━━━━━ Text for analysis
Protects against cancer
This one links in with the decreased insulin point above. Improved insulin sensitivity has been linked to reduced risks of several types of cancers. This is good news for us in the Western world especially, as our society and the famed ‘Western diet’ is one of the biggest causes of cancer we’ve ever seen.
Improved cognitive function
The main way that fasting can improve cognitive function is via reduced oxidative damage in the brain. Oxidative stress in the brain is probably the biggest culprit for brain fog – something which we can all agree is extremely frustrating. Lowering this stress can help to not only eliminate brain fog but also to increase the production of brain-derived neurotrophic factor which is responsible for the growth of neurons within the hippocampus. Bit science-y but it’s all good stuff…promise.
Lowered food anxiety
One subjective improvement I noticed was much lower food anxiety. I used to be so anal about what I ate and did so much meal prep the mind boggles. Now I don’t have to think about eating for about 5 or 6 hours after I wake up, which frees my mind to concentrate on other things like writing, meeting deadlines or simply just zoning out and relaxing.
Fasting has given me so much perspective on my relationship with food and busted all the usual myths the fitness industry pedals such as “EAT 400 CALORIE MEALS EVERY 2 HOURS OR YOUR MUSCLES WILL SHRIVEL AND YOUR PENIS WILL FALL OFF”.
Having this insight has aided me in wading through all the BS and accelerated the rate at which I can now decipher the true from the false when it comes to fitness. Massive tangent of a paragraph but just some food for thought (no pun intended).
One extremely promising area of literature has explored the memory effects that fating has on the human brain. It was shown that inducing a fasted state enhanced the ability of nerve cells to repair DNA, improving memory as well as a whole host of other areas of the brain.
Whilst this research is still quite new and technology still has a way to go to be able to accurately measure these sorts of things, it is very exciting to think such a simple thing can have such profound effects.
Improved concentration and focus
Finally, another cognitive benefit. Fasting can increase both concentration and focus. This may be part due to the improved quality of sleep that fasting brings. An interesting side-note, a study on soldiers who fasted before flying to a foreign country were better able to combat the effects of jet-lag than those who didn’t which may suggest that the regulation of sleep, concentration and wakefulness are all inter-connected.
Whilst all these benefits are great and I do advocate using intermittent fasting all the time, there are obviously occasions where fasting is not an option – think family breakfasts or holidays. As long as you are fasting more often than not, you will most likely experience the majority of these benefits and maybe more that aren’t listed.
One final side note, a lot of studies done on intermittent fasting tend to be conducted on animals as a lot of testing is rather unethical (think medically induced strokes) and so some findings may not be applicable to humans.
Regardless, whilst intermittent fasting is not a magic pill, I feel so much better when I fast than when I don’t and believe that you should at least give it a good go for a few weeks and see for yourself.
━━━━━━━━━━
**Your assignment:** Write out the stretch of the passage on the benefits of fasting from "Lowered food anxiety" through "(no pun intended).".
━━━━━ Source information
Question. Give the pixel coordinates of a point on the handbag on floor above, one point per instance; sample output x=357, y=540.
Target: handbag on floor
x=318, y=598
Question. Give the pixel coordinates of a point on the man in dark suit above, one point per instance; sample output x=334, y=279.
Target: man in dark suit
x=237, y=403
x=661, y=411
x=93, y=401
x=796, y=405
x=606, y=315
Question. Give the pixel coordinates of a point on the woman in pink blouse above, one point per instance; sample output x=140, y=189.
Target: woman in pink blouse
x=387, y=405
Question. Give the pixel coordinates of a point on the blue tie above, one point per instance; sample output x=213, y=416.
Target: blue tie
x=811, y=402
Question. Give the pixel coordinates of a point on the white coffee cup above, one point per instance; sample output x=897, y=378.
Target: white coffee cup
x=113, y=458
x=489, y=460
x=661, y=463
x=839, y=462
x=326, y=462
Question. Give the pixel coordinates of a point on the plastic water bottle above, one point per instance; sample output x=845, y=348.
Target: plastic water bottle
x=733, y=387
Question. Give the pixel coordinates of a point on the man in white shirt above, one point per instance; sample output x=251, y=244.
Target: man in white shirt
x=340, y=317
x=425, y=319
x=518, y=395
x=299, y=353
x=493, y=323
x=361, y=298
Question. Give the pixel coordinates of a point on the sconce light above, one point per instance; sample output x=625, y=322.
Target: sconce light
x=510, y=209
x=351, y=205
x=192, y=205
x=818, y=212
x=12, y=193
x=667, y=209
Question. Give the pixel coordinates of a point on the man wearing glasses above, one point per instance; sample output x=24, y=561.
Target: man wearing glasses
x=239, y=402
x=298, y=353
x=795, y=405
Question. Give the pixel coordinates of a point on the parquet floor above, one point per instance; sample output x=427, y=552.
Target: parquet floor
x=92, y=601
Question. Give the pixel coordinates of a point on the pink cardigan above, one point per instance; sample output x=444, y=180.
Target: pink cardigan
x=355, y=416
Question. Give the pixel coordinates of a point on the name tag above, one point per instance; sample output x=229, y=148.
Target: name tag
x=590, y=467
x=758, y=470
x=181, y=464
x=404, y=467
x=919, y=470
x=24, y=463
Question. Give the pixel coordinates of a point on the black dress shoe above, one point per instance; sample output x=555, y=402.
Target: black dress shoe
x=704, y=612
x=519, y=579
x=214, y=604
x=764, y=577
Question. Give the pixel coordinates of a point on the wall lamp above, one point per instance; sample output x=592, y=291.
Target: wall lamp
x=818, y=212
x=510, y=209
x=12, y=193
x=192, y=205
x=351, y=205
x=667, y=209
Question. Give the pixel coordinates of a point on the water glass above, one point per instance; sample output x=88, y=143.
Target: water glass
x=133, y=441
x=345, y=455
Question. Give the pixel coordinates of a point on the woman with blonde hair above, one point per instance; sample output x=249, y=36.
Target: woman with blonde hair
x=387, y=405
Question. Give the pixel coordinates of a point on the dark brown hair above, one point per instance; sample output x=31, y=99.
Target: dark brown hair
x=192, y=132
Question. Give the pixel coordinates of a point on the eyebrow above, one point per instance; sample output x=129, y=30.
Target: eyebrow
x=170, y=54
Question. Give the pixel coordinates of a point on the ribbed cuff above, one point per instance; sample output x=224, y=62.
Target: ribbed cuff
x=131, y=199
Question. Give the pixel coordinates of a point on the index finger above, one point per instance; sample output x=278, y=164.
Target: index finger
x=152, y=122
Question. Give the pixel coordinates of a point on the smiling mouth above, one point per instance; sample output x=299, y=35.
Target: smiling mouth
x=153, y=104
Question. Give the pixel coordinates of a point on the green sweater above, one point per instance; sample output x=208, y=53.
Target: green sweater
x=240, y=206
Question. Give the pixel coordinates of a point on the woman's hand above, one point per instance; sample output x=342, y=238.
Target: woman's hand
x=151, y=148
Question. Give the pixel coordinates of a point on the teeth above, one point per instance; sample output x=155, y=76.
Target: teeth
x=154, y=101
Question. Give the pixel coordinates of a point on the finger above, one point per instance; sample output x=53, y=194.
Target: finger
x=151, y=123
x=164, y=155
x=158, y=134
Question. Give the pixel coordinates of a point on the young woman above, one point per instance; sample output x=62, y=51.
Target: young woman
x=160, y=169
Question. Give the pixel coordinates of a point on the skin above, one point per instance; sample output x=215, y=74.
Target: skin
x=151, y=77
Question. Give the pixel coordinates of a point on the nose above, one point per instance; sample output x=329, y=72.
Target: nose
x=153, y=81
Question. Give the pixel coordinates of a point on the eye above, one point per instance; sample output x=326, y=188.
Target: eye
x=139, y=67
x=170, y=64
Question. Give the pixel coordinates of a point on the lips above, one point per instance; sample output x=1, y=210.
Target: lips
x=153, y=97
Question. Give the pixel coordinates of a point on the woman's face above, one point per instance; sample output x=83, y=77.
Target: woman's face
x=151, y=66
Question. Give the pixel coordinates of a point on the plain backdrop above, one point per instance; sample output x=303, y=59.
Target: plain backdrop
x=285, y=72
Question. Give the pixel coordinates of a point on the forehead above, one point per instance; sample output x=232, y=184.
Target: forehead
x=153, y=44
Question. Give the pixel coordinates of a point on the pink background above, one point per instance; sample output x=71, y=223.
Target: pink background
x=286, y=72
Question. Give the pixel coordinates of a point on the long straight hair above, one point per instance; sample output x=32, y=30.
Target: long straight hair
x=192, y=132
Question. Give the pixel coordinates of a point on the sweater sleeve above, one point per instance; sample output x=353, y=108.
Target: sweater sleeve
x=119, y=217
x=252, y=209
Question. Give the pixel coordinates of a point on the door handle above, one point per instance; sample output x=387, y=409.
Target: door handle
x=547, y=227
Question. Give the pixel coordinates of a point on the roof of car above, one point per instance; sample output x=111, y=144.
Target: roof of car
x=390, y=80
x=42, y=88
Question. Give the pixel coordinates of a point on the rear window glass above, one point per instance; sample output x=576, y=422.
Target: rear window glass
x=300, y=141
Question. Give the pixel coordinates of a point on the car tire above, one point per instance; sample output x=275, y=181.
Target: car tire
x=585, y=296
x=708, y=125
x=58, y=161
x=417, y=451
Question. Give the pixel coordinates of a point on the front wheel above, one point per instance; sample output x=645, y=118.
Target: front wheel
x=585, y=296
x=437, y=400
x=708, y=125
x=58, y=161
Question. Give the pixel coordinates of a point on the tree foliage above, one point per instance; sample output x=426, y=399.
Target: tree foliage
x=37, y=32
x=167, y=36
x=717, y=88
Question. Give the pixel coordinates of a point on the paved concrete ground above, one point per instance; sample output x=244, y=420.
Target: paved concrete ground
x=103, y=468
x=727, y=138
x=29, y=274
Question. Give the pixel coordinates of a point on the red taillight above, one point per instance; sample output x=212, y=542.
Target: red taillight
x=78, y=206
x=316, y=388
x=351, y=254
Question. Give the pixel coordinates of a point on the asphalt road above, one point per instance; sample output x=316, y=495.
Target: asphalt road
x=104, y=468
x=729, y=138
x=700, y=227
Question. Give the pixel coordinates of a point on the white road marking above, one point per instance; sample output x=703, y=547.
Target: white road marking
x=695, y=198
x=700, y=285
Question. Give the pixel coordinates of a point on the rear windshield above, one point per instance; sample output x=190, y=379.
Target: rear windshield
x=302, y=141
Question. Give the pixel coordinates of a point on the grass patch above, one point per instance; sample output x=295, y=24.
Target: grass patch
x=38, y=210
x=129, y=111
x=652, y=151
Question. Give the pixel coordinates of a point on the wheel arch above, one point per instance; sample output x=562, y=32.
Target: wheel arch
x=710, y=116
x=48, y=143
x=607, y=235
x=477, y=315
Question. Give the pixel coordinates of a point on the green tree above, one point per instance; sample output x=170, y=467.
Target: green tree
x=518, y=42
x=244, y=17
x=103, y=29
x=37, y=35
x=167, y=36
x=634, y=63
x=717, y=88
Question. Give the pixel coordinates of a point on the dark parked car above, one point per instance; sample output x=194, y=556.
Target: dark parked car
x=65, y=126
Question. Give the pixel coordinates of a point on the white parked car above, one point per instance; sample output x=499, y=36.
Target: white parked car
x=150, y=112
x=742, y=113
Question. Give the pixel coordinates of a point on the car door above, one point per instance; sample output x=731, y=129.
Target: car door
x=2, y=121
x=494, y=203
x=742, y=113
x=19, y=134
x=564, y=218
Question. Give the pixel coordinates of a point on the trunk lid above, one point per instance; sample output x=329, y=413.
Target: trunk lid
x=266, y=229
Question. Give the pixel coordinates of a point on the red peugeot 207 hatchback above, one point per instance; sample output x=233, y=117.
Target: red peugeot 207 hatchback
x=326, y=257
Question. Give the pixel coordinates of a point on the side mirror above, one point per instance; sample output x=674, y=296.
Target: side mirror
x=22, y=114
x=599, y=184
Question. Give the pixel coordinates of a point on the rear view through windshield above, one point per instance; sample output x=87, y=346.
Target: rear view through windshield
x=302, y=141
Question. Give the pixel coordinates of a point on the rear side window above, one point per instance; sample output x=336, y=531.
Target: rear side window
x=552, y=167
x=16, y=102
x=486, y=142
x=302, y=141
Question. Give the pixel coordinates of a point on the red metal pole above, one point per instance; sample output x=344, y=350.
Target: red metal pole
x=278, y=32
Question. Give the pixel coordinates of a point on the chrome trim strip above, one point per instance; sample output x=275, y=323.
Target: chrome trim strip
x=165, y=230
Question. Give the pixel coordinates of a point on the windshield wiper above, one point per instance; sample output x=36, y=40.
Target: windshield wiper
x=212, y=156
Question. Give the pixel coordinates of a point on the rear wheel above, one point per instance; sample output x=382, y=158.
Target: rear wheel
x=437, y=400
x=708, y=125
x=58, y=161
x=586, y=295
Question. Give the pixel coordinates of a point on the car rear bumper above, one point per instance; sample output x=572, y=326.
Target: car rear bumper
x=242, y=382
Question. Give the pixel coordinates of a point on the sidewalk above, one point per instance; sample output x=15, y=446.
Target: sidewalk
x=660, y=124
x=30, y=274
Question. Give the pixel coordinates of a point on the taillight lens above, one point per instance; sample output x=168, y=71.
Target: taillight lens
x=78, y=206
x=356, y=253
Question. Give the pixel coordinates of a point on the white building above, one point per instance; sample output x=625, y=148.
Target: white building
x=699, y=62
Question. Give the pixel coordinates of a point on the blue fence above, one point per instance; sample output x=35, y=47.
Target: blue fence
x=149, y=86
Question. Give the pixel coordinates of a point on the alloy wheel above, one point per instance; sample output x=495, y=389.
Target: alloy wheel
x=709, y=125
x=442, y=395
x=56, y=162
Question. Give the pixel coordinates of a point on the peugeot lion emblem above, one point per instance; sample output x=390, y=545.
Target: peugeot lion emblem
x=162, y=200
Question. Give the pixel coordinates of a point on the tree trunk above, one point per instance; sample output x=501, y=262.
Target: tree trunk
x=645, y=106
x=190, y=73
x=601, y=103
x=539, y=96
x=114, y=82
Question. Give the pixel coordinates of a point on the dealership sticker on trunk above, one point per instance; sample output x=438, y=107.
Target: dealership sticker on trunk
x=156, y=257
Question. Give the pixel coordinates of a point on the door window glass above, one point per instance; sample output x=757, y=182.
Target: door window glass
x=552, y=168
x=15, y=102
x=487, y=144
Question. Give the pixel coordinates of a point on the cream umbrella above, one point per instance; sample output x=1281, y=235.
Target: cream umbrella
━━━━━━━━━━
**Your solution:**
Lowered food anxiety
One subjective improvement I noticed was much lower food anxiety. I used to be so anal about what I ate and did so much meal prep the mind boggles. Now I don’t have to think about eating for about 5 or 6 hours after I wake up, which frees my mind to concentrate on other things like writing, meeting deadlines or simply just zoning out and relaxing.
Fasting has given me so much perspective on my relationship with food and busted all the usual myths the fitness industry pedals such as “EAT 400 CALORIE MEALS EVERY 2 HOURS OR YOUR MUSCLES WILL SHRIVEL AND YOUR PENIS WILL FALL OFF”.
Having this insight has aided me in wading through all the BS and accelerated the rate at which I can now decipher the true from the false when it comes to fitness. Massive tangent of a paragraph but just some food for thought (no pun intended).